§ **Data**:
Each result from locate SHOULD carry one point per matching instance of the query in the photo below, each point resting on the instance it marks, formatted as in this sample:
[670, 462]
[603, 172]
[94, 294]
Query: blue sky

§ **Stated exercise**: Arrange every line of the material as a Markdown table with the columns Row and Line, numbering each row and leaving out blank lines.

§ **Correct response**:
| Row | Line |
|---|---|
| 1 | Each result from locate SHOULD carry one point per matching instance of the query in the photo below, each point resting on the instance it marks, formatted as in this sample: |
| 2 | [670, 462] |
| 3 | [603, 172] |
| 4 | [94, 294] |
| 5 | Query: blue sky |